[How to complete this task] Locate every line below that contains the word "emblem" and copy it.

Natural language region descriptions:
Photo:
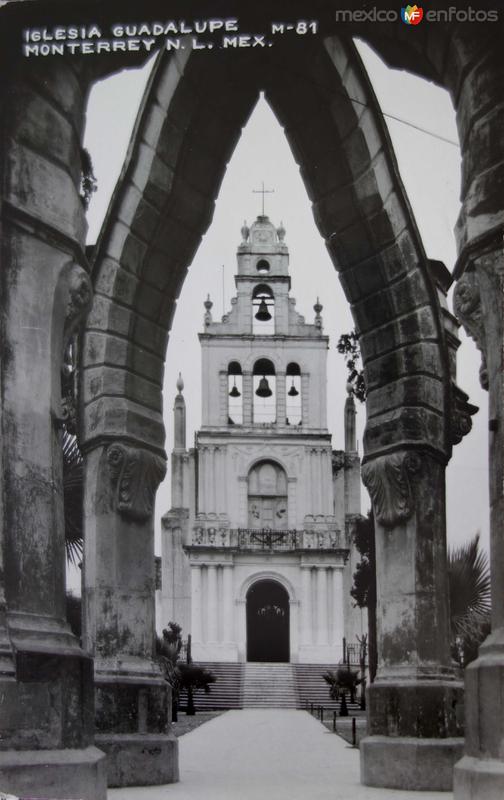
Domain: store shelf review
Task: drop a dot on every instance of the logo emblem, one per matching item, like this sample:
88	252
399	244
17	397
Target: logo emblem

[Answer for this exercise]
Task: drop a dot on every instance of the logo emblem, one per matching item, like this sample:
Target: logo emblem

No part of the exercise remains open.